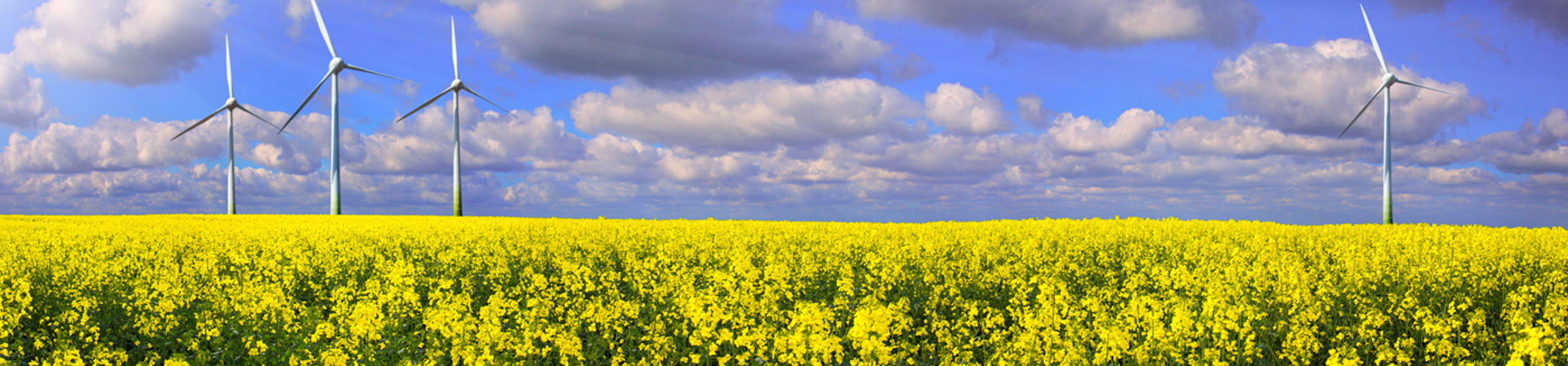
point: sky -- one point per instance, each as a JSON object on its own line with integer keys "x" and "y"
{"x": 838, "y": 110}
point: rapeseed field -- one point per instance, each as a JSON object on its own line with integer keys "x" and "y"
{"x": 284, "y": 290}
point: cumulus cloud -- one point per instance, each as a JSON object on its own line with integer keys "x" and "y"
{"x": 532, "y": 165}
{"x": 749, "y": 115}
{"x": 491, "y": 142}
{"x": 1081, "y": 24}
{"x": 120, "y": 145}
{"x": 122, "y": 41}
{"x": 673, "y": 41}
{"x": 1031, "y": 109}
{"x": 1247, "y": 137}
{"x": 1550, "y": 16}
{"x": 22, "y": 101}
{"x": 297, "y": 12}
{"x": 963, "y": 112}
{"x": 1316, "y": 90}
{"x": 1079, "y": 134}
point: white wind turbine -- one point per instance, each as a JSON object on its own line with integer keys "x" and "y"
{"x": 338, "y": 65}
{"x": 228, "y": 106}
{"x": 1385, "y": 88}
{"x": 457, "y": 143}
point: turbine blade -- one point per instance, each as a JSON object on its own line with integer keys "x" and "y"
{"x": 306, "y": 101}
{"x": 1424, "y": 87}
{"x": 498, "y": 106}
{"x": 228, "y": 63}
{"x": 422, "y": 106}
{"x": 1363, "y": 110}
{"x": 257, "y": 117}
{"x": 1374, "y": 40}
{"x": 357, "y": 68}
{"x": 198, "y": 123}
{"x": 322, "y": 24}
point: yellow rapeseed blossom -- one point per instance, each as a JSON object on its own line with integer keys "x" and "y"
{"x": 283, "y": 290}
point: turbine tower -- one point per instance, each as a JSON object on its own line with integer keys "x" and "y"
{"x": 228, "y": 106}
{"x": 457, "y": 142}
{"x": 338, "y": 65}
{"x": 1386, "y": 88}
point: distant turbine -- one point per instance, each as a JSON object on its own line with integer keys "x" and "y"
{"x": 228, "y": 106}
{"x": 333, "y": 68}
{"x": 457, "y": 143}
{"x": 1388, "y": 84}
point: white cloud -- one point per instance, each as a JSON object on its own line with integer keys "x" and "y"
{"x": 1081, "y": 24}
{"x": 1548, "y": 16}
{"x": 22, "y": 101}
{"x": 122, "y": 41}
{"x": 532, "y": 165}
{"x": 1318, "y": 90}
{"x": 1247, "y": 137}
{"x": 1079, "y": 134}
{"x": 1031, "y": 109}
{"x": 297, "y": 12}
{"x": 1460, "y": 176}
{"x": 963, "y": 112}
{"x": 673, "y": 41}
{"x": 491, "y": 142}
{"x": 749, "y": 115}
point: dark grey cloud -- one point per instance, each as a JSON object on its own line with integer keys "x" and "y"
{"x": 1550, "y": 16}
{"x": 1418, "y": 7}
{"x": 673, "y": 41}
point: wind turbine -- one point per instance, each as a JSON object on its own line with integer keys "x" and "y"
{"x": 338, "y": 65}
{"x": 228, "y": 106}
{"x": 457, "y": 143}
{"x": 1386, "y": 88}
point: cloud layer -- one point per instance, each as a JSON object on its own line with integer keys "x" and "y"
{"x": 122, "y": 41}
{"x": 673, "y": 41}
{"x": 1081, "y": 24}
{"x": 1318, "y": 90}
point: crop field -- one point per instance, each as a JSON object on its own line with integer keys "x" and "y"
{"x": 283, "y": 290}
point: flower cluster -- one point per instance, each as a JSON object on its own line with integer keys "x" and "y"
{"x": 273, "y": 290}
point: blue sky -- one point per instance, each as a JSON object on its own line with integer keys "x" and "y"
{"x": 855, "y": 110}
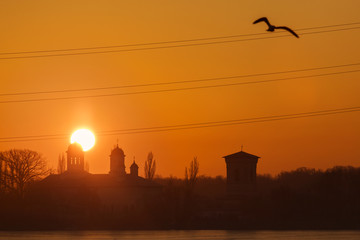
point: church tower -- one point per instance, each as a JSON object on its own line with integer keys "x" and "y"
{"x": 134, "y": 169}
{"x": 240, "y": 172}
{"x": 117, "y": 161}
{"x": 75, "y": 158}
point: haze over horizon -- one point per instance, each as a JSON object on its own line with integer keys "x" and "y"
{"x": 315, "y": 142}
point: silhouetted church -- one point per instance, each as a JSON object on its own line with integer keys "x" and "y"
{"x": 240, "y": 172}
{"x": 113, "y": 193}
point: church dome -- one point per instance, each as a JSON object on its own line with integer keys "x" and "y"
{"x": 75, "y": 147}
{"x": 117, "y": 152}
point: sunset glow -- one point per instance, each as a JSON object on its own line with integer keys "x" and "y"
{"x": 84, "y": 137}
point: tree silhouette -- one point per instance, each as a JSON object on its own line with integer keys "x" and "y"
{"x": 22, "y": 166}
{"x": 150, "y": 166}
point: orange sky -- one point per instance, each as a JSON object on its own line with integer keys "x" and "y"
{"x": 319, "y": 142}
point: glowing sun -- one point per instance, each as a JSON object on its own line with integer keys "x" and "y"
{"x": 84, "y": 137}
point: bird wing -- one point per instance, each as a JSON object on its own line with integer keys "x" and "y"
{"x": 289, "y": 30}
{"x": 263, "y": 19}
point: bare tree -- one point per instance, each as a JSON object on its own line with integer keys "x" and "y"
{"x": 192, "y": 172}
{"x": 61, "y": 164}
{"x": 22, "y": 167}
{"x": 150, "y": 166}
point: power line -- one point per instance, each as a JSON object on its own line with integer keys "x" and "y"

§

Write out all the entries exactly, except for the pictures.

■ Complete answer ■
point: sky -- one point per instance, each as a JSON object on its own line with integer keys "x" and "y"
{"x": 838, "y": 110}
point: rapeseed field -- one point per instance, each as a JSON object on its own line with integer keys "x" and "y"
{"x": 284, "y": 290}
point: cumulus cloud -- one point per instance, each as a JSON object on its own line with integer keys "x" and "y"
{"x": 532, "y": 165}
{"x": 749, "y": 115}
{"x": 491, "y": 142}
{"x": 1081, "y": 24}
{"x": 120, "y": 145}
{"x": 122, "y": 41}
{"x": 673, "y": 41}
{"x": 1031, "y": 109}
{"x": 1247, "y": 137}
{"x": 1550, "y": 16}
{"x": 22, "y": 101}
{"x": 297, "y": 12}
{"x": 963, "y": 112}
{"x": 1316, "y": 90}
{"x": 1079, "y": 134}
point: white wind turbine -- one point per instance, each as a JSON object on its own line with integer keys "x" and "y"
{"x": 338, "y": 65}
{"x": 228, "y": 106}
{"x": 1385, "y": 88}
{"x": 457, "y": 143}
point: turbine blade -- one point per instance, each as a JSON object on its own line with integer keys "x" and "y"
{"x": 306, "y": 101}
{"x": 1424, "y": 87}
{"x": 498, "y": 106}
{"x": 228, "y": 63}
{"x": 422, "y": 106}
{"x": 1363, "y": 110}
{"x": 257, "y": 117}
{"x": 1374, "y": 40}
{"x": 357, "y": 68}
{"x": 198, "y": 123}
{"x": 322, "y": 24}
point: yellow rapeseed blossom -- one point per instance, each as a JSON object on its own line with integer keys "x" and "y"
{"x": 283, "y": 290}
point: turbine tower -- one point per instance, each as a JSON object on its own line with integer keys "x" and "y"
{"x": 228, "y": 106}
{"x": 457, "y": 142}
{"x": 338, "y": 65}
{"x": 1386, "y": 88}
point: distant turbine -- one point per instance, each as a JSON object on its own line with integer keys "x" and "y"
{"x": 228, "y": 106}
{"x": 333, "y": 68}
{"x": 457, "y": 143}
{"x": 1388, "y": 84}
point: white cloud -- one point per instance, each as a JSON object on its own line with integer keys "x" and "y"
{"x": 1081, "y": 24}
{"x": 1548, "y": 16}
{"x": 22, "y": 101}
{"x": 122, "y": 41}
{"x": 532, "y": 165}
{"x": 1318, "y": 90}
{"x": 1247, "y": 137}
{"x": 1079, "y": 134}
{"x": 1031, "y": 109}
{"x": 297, "y": 12}
{"x": 1460, "y": 176}
{"x": 963, "y": 112}
{"x": 673, "y": 41}
{"x": 491, "y": 142}
{"x": 749, "y": 115}
point: dark grey cloud -- one point per instance, each as a JSON object on its own line with integer keys "x" and "y"
{"x": 1550, "y": 16}
{"x": 1418, "y": 7}
{"x": 673, "y": 41}
point: wind turbine -- one point per instance, each as a JSON object on its own line with integer keys "x" and "y"
{"x": 338, "y": 65}
{"x": 228, "y": 106}
{"x": 457, "y": 143}
{"x": 1386, "y": 88}
point: cloud layer -- one point per instance, each as a JSON object on its own line with integer keys "x" and "y"
{"x": 122, "y": 41}
{"x": 673, "y": 41}
{"x": 1081, "y": 24}
{"x": 1318, "y": 90}
point: crop field -- one point per instance, each as a JSON object on its own line with integer keys "x" and "y"
{"x": 283, "y": 290}
point: flower cluster -- one point per instance, each as a JSON object on its own line with integer keys "x" and "y"
{"x": 273, "y": 290}
point: blue sky -- one point per instance, each as a JSON object on its own line with integer keys "x" and "y"
{"x": 855, "y": 110}
point: church tower -- one point per instance, each as a JSON object on its own line with integer keys "x" and "y"
{"x": 134, "y": 169}
{"x": 240, "y": 172}
{"x": 117, "y": 161}
{"x": 75, "y": 158}
point: haze over horizon -- one point per instance, each as a JSON object on its own line with integer keys "x" and "y"
{"x": 315, "y": 142}
point: silhouetted church -- one point per instance, each as a JSON object on its own line with integer keys "x" and "y"
{"x": 240, "y": 172}
{"x": 113, "y": 193}
point: church dome -- one point per instance, each as a JSON object on its own line with integer keys "x" and "y"
{"x": 75, "y": 147}
{"x": 117, "y": 152}
point: sunset glow -- one point per instance, each as a JSON object on its own line with integer keys "x" and "y"
{"x": 84, "y": 137}
point: tree silhouette -- one point per instance, each as a JSON object on its own line with integer keys "x" and "y"
{"x": 22, "y": 166}
{"x": 150, "y": 166}
point: orange sky -- one point per instance, each as a JSON object on its own line with integer keys "x" and "y"
{"x": 319, "y": 142}
point: glowing sun -- one point per instance, each as a JSON object on its own line with integer keys "x" and "y"
{"x": 84, "y": 137}
point: bird wing -- one point per instance, each as a JSON object on its own line with integer keys "x" and "y"
{"x": 289, "y": 30}
{"x": 263, "y": 19}
point: bare tree -- one point per instance, each as a JSON object on its own line with integer keys "x" and "y"
{"x": 192, "y": 172}
{"x": 61, "y": 164}
{"x": 22, "y": 167}
{"x": 150, "y": 166}
point: power line -- one point per instance, each as a JSON object on its own line with integer keys "x" and "y"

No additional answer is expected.